*** Opening of Document extract ***

On that trip, we did visit an Iron Age farm, and the Viking Ship Museum, and both were amazing experiences. Being able to stand there within feet of those ships, absorbing the history and taking it all in… wow. For book-type research, it gets a little trickier because so much never got written down, but even that makes for some fascinating puzzle-piecing and extrapolation.
greydog:The collection is a mixture of previously published and new stories, but you wouldn’t know it. They read as a fairly seamless set of tales. Did you have to tinker, or did you find that they flowed nicely as they were?
cm: To my surprise, not much tinkering was required. I gathered them up mostly in chronological order of publication, which was also mostly the order in which they’d been written — many for themed anthology calls, which I adore! — and that made for an interesting variety. The others got added in wherever, finishing with the longest, the novella ‘Brynja’s Beacon.’
I’d started writing that one and realized partway in that it was, in a weird sort of way, a Viking take on the brooding gothic, where the young governess arrives at the mansion of dark intrigue and family secrets, with the mysterious handsome master and the children and the sinister relatives … except, instead of a governess, it’s Unn the slave girl, and instead of a mansion, it’s a longhouse.
greydog: Norse Gothic sounds a good route to go. There’s quite a lot of song/verse sprinkled here and there in the collection. Was this all your own creation, or a reworking of traditional lays to fit the mood of the stories?
cm: The one in ‘The Vulgarity of Giants’ is a reworking of the saga about Thor in the giant Gierrod’s hall, and the one in ‘With Honey Dripping’ is a … well … goat-smutted up variation on another traditional Thor story … the rest are pretty much mine, though some also draw heavily upon fairy tales and other influences. The thing about sagas that I find most appealing is, I love poetry but am not good at it in most other forms. Whenever I try, it locks into Dr. Seuss rhyming structure. The sagas get me away from that.
greydog:Viking and Nordic fantasy can be very cliched – a longship and some hack’n’slash raids. You seem to have teased out much richer elements, showing many different sides of their life, including domestic issues – ‘The Fate-Spinners’, as one example. Can we take it that this was quite deliberate?
cm: Oh, definitely; I wanted to look at those other aspects of life, those other perspectives. In addition to the hack’n’slash, of course; I do always love me a good battle too. When I was working on ‘Sven Bloodhair’, I seem to recall posting something about how any day I can write about grisly decapitations is a good day. But yes, I also wanted to bring in a lot of female point-of-view, as well as those of children and elders, not all the big burly warriors.
This also tied in to my love of fairy tales, a lot of which originally came from the mothers and grandmothers and grandfathers. It helped, though, that there were also a lot of strong women in Viking history and culture. They had to be, and it showed.
greydog:It would be pointless to separate these into fantasy or horror tales – many embody elements of both genres. And some are intensely dark and serious, with endings which bring a shiver. At the same time you have a touch for the earthy, rather than the high-falutin’. Troll piss springs to mind, and shockingly, people have to empty bladder or bowels. Does the mix reflect a personal preference for stories rooted in reality, rather than high fantasy?

*** Close of Document extract ***

> [Instructions]
A - From the Viking stories interview, print the passage starting with "greydog:It would be" and going on through "than high fantasy?".
B - In the Viking stories interview, rewrite the paragraph beginning "Oh, definitely; I wanted to look at those other aspects" as a short bulleted list that keeps its main facts.

*** Opening of Given information ***

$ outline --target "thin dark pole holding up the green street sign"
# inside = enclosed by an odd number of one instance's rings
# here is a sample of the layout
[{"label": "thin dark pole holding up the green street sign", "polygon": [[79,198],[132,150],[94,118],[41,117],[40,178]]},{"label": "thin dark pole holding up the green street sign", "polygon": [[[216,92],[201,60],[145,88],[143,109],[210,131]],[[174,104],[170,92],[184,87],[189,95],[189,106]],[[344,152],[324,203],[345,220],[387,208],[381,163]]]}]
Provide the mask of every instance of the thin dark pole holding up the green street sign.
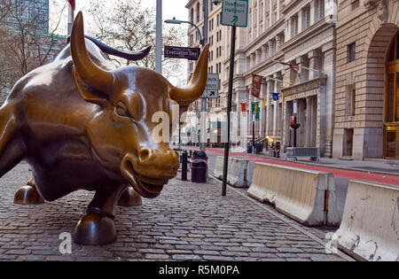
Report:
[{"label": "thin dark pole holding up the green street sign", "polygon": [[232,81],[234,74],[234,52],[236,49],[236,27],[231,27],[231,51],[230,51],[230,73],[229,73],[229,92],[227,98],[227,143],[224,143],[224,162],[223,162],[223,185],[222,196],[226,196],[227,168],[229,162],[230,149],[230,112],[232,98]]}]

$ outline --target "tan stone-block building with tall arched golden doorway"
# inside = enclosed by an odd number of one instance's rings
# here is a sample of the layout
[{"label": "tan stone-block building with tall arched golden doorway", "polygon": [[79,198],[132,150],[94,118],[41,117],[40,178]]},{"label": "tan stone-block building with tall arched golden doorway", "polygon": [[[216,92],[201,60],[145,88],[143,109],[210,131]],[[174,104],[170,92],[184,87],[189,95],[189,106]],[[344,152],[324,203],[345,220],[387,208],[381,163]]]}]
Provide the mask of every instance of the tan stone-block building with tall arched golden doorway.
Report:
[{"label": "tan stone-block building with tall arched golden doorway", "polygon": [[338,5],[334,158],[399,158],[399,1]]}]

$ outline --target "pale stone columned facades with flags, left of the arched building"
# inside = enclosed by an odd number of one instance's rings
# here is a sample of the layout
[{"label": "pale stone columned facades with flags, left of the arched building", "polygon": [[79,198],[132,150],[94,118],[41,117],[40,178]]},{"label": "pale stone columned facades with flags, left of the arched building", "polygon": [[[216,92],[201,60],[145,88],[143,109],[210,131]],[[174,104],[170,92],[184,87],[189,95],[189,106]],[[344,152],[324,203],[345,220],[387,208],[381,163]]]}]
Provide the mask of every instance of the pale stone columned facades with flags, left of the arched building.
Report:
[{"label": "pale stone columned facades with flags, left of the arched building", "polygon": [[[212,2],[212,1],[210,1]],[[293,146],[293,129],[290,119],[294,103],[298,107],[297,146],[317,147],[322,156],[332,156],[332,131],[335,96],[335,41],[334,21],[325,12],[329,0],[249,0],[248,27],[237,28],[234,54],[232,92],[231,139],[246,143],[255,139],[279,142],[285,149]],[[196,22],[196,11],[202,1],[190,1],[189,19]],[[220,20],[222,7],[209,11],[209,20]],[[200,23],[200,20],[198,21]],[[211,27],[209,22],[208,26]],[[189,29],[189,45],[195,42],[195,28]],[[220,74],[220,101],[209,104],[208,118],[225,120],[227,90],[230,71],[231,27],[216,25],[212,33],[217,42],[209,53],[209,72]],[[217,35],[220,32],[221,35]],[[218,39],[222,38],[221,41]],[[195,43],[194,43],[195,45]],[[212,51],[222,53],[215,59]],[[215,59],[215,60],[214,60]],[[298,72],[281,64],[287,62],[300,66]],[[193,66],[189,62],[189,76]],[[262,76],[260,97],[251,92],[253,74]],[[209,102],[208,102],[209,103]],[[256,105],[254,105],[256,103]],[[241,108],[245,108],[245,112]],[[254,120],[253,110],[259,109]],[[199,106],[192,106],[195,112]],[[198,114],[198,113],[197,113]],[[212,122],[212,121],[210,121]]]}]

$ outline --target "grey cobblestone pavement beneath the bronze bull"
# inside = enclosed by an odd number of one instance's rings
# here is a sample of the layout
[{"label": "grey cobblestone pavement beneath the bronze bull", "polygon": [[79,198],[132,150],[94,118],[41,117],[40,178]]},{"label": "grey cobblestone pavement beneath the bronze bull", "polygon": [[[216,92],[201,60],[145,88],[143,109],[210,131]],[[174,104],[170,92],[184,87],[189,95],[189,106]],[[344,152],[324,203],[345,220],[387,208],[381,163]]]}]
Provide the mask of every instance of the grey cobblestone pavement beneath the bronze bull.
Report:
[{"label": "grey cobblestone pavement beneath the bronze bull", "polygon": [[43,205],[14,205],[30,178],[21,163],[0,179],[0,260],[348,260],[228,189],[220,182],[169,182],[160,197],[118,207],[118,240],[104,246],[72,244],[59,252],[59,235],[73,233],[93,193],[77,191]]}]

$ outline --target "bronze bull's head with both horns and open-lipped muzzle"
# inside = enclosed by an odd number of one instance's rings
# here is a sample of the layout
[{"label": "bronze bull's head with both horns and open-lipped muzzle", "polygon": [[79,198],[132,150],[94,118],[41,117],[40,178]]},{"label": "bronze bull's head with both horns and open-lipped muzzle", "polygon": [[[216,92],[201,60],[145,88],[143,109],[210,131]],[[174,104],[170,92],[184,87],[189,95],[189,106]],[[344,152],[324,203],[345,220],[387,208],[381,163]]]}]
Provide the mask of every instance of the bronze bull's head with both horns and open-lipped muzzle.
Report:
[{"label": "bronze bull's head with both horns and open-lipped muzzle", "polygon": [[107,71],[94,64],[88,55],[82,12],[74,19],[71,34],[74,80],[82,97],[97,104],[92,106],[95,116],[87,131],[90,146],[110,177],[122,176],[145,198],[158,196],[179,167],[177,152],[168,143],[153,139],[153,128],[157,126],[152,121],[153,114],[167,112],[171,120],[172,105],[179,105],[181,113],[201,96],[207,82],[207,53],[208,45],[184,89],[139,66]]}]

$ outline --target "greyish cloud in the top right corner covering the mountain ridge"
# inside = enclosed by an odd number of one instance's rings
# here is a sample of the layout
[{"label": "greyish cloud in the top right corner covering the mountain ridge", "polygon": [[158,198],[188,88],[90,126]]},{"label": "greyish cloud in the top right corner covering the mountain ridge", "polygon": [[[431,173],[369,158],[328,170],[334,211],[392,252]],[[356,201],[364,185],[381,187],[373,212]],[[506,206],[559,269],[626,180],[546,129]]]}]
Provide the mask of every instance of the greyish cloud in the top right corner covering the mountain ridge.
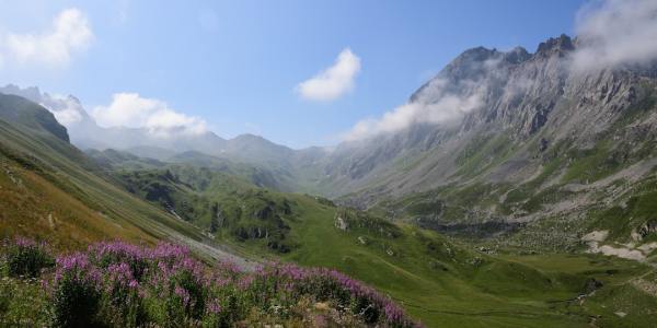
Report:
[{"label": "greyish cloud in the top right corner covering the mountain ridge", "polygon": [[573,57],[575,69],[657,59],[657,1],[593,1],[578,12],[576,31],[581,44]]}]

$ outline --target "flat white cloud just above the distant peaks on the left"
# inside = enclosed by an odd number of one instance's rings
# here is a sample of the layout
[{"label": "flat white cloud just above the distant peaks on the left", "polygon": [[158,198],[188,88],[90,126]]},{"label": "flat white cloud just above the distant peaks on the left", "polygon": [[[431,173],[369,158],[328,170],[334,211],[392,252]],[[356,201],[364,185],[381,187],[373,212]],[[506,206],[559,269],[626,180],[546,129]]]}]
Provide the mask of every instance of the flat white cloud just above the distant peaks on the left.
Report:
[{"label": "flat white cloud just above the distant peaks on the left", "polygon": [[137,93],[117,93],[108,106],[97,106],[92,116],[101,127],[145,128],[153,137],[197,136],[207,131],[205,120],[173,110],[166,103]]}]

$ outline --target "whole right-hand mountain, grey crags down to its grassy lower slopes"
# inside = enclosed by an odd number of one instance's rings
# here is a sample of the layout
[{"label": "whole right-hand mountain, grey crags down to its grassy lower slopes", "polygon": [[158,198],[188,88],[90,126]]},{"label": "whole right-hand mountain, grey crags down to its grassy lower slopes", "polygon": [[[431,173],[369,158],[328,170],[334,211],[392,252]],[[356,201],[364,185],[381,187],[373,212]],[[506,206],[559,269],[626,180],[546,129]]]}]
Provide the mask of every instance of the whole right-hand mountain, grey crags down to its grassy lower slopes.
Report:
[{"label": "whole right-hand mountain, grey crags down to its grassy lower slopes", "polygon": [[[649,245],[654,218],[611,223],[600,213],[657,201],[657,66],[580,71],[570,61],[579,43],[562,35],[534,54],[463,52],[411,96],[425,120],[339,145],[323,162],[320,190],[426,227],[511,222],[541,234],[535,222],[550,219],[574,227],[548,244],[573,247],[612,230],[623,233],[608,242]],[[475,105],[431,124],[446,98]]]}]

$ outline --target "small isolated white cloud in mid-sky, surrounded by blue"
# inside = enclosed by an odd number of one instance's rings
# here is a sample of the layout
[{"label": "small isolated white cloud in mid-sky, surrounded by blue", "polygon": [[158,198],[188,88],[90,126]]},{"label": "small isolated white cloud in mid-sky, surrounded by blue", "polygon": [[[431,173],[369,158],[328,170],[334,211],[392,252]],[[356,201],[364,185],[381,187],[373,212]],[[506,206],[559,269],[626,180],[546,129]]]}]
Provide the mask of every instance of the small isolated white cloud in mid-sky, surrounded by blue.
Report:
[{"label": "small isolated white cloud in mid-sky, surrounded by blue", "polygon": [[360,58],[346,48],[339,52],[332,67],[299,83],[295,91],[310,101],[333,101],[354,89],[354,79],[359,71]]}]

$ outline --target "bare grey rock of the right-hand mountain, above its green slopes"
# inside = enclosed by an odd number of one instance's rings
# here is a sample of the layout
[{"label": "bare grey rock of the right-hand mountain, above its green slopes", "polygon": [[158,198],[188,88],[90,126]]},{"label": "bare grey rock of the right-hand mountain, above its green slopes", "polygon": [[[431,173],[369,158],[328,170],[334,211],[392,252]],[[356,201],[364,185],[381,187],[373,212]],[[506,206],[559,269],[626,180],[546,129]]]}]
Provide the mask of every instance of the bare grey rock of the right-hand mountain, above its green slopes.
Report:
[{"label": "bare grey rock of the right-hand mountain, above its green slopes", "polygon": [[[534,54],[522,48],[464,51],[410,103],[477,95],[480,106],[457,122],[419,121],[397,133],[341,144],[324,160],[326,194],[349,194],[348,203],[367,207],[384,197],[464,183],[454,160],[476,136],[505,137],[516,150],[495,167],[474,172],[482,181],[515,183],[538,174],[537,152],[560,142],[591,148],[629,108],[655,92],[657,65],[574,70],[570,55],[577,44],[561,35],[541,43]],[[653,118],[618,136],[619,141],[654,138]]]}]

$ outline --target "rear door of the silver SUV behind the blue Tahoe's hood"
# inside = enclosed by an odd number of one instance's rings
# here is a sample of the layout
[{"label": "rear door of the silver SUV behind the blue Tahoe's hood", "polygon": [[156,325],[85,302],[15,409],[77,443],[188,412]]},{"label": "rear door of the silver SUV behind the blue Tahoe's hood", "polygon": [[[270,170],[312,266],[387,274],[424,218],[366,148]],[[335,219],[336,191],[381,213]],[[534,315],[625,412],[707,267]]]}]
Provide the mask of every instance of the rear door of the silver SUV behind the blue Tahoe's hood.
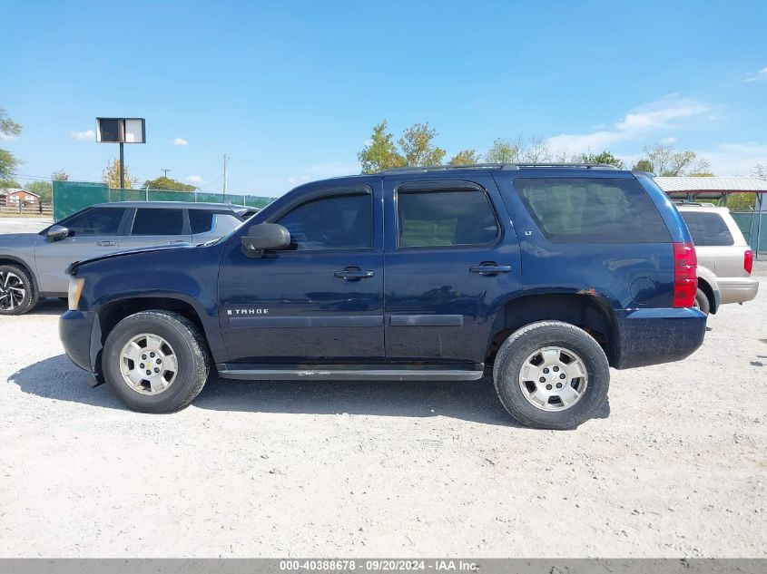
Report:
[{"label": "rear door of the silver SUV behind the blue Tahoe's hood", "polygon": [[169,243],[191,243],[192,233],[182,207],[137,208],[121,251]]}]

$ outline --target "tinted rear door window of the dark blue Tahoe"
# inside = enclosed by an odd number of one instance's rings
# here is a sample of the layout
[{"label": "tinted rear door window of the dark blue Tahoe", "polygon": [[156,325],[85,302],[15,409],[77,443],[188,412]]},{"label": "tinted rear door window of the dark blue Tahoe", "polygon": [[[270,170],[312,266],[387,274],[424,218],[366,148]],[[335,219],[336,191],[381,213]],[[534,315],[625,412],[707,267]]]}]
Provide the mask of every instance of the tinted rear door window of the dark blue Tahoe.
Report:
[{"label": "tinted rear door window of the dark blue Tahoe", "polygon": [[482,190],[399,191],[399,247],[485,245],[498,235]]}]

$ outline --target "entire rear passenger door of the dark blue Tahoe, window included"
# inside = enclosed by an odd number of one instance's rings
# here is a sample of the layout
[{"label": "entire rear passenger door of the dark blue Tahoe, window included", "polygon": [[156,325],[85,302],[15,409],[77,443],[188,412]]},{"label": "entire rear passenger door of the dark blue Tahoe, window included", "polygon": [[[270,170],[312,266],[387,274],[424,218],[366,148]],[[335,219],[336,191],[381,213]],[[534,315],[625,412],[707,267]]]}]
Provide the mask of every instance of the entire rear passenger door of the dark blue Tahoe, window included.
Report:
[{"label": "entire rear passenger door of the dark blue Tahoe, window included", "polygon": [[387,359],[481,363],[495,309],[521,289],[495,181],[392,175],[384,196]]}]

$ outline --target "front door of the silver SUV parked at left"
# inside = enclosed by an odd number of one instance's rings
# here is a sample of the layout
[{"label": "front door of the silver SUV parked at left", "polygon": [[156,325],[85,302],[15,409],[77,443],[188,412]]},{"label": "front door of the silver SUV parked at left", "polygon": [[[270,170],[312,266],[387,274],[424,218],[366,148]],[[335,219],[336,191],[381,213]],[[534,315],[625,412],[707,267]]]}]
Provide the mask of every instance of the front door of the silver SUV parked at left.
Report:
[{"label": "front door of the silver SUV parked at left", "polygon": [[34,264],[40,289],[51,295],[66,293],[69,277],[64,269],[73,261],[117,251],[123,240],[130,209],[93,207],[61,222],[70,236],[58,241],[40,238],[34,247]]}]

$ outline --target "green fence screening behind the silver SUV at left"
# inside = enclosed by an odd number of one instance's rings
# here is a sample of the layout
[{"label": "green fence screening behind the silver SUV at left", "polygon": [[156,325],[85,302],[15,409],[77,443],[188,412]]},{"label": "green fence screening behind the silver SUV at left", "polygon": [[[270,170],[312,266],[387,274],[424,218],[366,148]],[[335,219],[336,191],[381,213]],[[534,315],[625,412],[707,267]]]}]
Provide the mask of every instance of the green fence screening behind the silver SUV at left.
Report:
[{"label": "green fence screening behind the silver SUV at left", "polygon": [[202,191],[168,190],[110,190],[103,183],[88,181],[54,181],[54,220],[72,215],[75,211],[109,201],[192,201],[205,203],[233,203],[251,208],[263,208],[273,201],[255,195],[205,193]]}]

*** Close of Given information ***

> [Outputs by task]
A -
greydog:It would be pointless to separate these into fantasy or horror tales – many embody elements of both genres. And some are intensely dark and serious, with endings which bring a shiver. At the same time you have a touch for the earthy, rather than the high-falutin’. Troll piss springs to mind, and shockingly, people have to empty bladder or bowels. Does the mix reflect a personal preference for stories rooted in reality, rather than high fantasy?

B -
- Deliberately set out to explore other aspects of life and other perspectives.
- Still enjoys the hack'n'slash and a good battle; while working on 'Sven Bloodhair', recalls posting that any day spent writing grisly decapitations is a good day.
- Also wanted to bring in much female point of view, along with those of children and elders, not only the big burly warriors.